* **Text excerpt**:
--- start ---

The noble Lord, Lord Bach, asked whether the Government’s evidence on the abuse of free movement rights could be shared with the House. Much of that is in the free movement of persons paper that was published on Tuesday. Having been very closely involved in negotiations over that paper, I might say that the evidence is not always entirely clear; that is part of the problem in discussing questions of free movement of persons and labour and the abuse of free movement rights. That is partly because we do not have exit controls in this country and partly because we do not collect all the central evidence. For example, I questioned at one stage an academic study that suggested that there were 40,000 British citizens receiving benefits in other states in the EU. That is an academic estimate, but nobody is entirely sure whether that is an exact figure. So there are many problems in addressing that very complicated issue.
The noble Earl, Lord Caithness, asked whether the UK had been diffident in its approach to the financial transaction tax. The Government have been very closely engaged with this issue since publication and, indeed, took a case to the European Court of Justice on that issue to raise the question of how far it would be appropriate for the European Union to move on that subject. We remain actively engaged.
The noble Lord, Lord Tugendhat, talked about the Transatlantic Trade and Investment Partnership. That will be a central but extremely difficult issue for the coming year; we know that there will be lobbies not just in France and elsewhere but in this country that will want to raise negative issues about TTIP. That is something that we will clearly have to follow.
May I say, as spokesperson for the Cabinet Office and therefore dealing with a lot of data sharing issues, that I would welcome the European Union Committee looking further at aspects of the digital single market as well as data sharing and data protection? Some months ago, I asked for a briefing within Whitehall on the digital single market and officials from five different departments came to brief me, demonstrating just how complicated an issue it is. After all, this is all one issue in a complex, multi-levelled set of issues for government that is driven by the speed of technological change. I am constantly struck by how much faster technology is taking us down the road to online, cross-border transactions than we previously understood. The digital single market is a major priority in the Government’s drive for EU reform and it is part of the extension of the single market to services, as services and manufacturing intertwine and overlap. It will be a difficult issue also in TTIP, as data regulation, the cloud and the role of the US service providers hit the issue of data protection.
I am conscious of the time. I hope that I have answered most of the issues, but I see that there are one or two questions still to come.
Before the Minister sits down, I understand why he is in some difficulty in addressing the point that I raised about the claim that national parliaments are “the basis” for real legitimacy in the European Council, not in the European Union, not “a basis” for it. Of course he cannot take back the words that, alas, have been written in the response to the national parliament role report, but we are going to debate it again and I hope that he will report back to his colleagues the dangers they are taking if they turn the question of strengthening the role of national parliaments into a contest with the European Parliament. They will not get anywhere if they do that. It has to be pursued as a matter in which both national parliaments and the European Parliament have a role in assuring the democratic legitimacy.

--- end ---

* **Dataset records**:
--- start ---

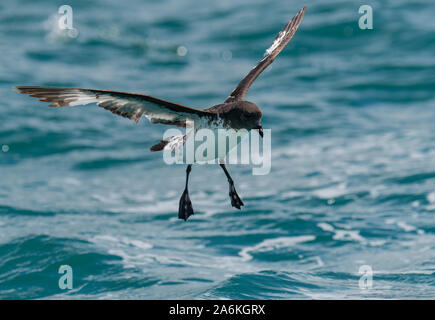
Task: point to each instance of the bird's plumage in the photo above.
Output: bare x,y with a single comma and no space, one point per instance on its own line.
129,105
281,40
235,113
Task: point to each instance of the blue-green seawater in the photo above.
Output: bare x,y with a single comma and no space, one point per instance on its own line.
352,183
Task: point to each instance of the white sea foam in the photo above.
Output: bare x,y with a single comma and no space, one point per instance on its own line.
273,244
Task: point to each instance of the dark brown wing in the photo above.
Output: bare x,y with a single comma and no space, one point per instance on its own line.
281,40
129,105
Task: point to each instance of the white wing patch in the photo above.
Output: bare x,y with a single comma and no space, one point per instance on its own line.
276,43
175,142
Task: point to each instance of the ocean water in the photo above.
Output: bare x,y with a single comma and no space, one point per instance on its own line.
352,184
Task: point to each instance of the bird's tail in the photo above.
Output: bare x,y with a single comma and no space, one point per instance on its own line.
169,143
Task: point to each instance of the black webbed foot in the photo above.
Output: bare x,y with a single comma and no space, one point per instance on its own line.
235,199
185,209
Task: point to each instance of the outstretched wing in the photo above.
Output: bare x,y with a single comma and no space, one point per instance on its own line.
129,105
281,40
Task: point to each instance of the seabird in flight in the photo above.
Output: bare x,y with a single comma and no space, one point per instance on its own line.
235,113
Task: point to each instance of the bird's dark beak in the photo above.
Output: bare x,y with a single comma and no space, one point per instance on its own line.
260,130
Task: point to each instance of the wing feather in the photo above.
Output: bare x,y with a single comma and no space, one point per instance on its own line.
130,105
281,40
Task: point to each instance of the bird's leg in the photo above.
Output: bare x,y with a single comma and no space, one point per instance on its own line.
185,209
235,199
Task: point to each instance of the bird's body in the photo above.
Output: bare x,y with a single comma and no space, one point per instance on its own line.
234,115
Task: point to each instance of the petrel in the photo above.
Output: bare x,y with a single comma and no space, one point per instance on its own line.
235,113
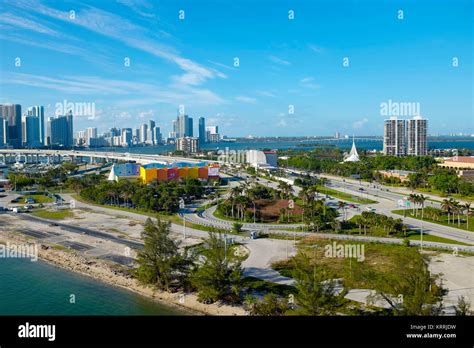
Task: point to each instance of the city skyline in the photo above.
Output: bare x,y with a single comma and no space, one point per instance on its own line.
293,83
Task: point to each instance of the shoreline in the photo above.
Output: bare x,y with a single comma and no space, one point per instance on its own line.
114,275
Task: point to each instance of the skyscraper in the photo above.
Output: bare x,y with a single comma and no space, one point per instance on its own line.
202,130
38,111
182,124
189,130
152,124
416,136
143,133
3,129
31,131
12,114
212,134
394,140
157,135
60,130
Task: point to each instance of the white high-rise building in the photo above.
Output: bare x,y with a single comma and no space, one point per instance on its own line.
417,130
90,132
394,139
143,133
38,111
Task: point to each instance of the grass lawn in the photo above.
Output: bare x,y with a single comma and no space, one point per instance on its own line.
172,218
431,238
378,259
345,196
443,219
262,286
444,195
53,214
38,198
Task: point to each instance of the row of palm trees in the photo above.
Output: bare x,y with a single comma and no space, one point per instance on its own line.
419,200
454,208
372,220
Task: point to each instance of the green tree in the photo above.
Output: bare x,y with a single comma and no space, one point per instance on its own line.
409,288
463,306
270,305
160,262
315,290
217,278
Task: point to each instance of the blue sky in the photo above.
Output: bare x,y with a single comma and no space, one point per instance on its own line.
283,62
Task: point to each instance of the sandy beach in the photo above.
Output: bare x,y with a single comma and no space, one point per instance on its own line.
116,275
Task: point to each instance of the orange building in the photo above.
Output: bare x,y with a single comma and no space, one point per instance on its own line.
203,172
193,172
183,172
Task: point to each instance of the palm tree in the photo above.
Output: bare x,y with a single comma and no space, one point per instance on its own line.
456,210
421,201
234,193
412,199
358,221
286,189
447,207
467,206
342,205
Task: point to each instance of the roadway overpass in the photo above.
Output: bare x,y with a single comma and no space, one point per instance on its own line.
56,156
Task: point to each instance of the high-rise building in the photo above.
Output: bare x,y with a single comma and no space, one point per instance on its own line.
60,130
12,114
202,130
189,130
38,111
187,144
136,136
90,133
143,133
30,131
127,137
212,134
3,129
417,130
394,140
152,124
157,136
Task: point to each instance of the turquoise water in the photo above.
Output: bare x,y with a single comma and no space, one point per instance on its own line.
362,144
37,288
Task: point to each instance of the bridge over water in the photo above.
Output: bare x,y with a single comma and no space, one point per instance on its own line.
57,156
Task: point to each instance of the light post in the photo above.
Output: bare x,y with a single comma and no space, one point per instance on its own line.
182,206
225,247
254,211
422,235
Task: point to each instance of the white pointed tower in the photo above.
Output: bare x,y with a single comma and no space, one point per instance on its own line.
353,155
112,176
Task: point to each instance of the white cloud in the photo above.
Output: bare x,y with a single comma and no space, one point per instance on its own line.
121,29
359,124
24,23
141,7
280,61
315,48
266,94
244,99
308,83
126,91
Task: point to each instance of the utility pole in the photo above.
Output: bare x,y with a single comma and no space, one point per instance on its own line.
182,206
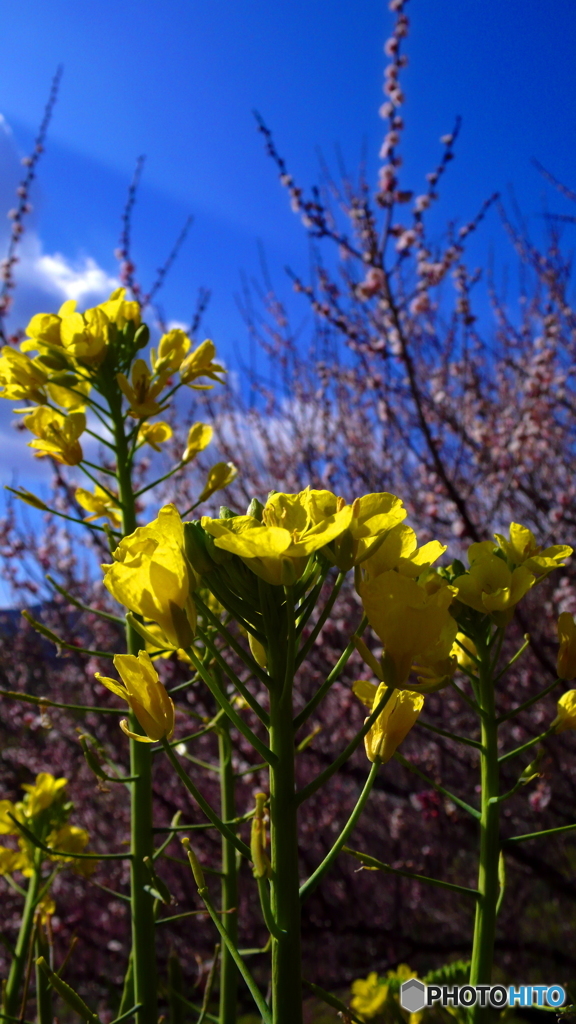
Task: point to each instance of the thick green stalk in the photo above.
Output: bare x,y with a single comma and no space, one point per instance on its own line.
285,902
44,1010
141,836
485,925
12,994
229,971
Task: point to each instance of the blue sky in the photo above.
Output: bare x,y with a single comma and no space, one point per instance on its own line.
177,81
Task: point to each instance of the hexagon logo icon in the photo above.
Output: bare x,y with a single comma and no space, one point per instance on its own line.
413,995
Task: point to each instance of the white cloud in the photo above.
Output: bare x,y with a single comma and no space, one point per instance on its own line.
43,281
86,279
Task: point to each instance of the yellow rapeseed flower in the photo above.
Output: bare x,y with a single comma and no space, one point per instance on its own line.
99,504
200,364
57,434
413,624
42,793
490,586
373,517
146,695
566,718
199,436
567,653
462,650
119,310
172,348
69,839
220,475
141,392
84,336
393,724
12,860
155,434
369,995
521,549
44,329
293,526
22,379
400,551
152,577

--- end ---

* **Your tasks**:
A: In the debate excerpt, how many departments sent officials to brief the Minister on the digital single market?
B: Retype the records from the line that contains "Task: point to each instance of the thick" through the end of the records, including both the first and last lines.

* **Solution set**:
A: Five departments.

B:
Task: point to each instance of the thick green stalk in the photo above.
Output: bare x,y with a single comma and no space, one point per instance on its own line.
285,902
44,1010
141,836
485,925
12,994
229,971
Task: point to each instance of the blue sky in the photo above.
Output: bare x,y with a single comma and no space, one point per instance on its own line.
177,81
Task: point to each instance of the hexagon logo icon in the photo above.
Output: bare x,y with a single comma and no space, one point per instance on its own line.
413,995
Task: point to each instance of the white cloud in the photo above.
Output: bare x,y with a single comma and no space, one point per instance on its own line.
43,281
86,279
Task: point to each instance of the yellow rapeseed flower in the photo above.
Output: bare x,y with a single comma and no space, one point per instance on its own line.
99,504
200,364
57,434
413,624
42,793
490,586
373,517
146,695
566,718
199,436
567,653
462,650
119,310
172,348
69,839
220,475
141,392
84,336
393,724
12,860
155,434
369,995
521,549
44,329
293,526
22,379
400,551
152,577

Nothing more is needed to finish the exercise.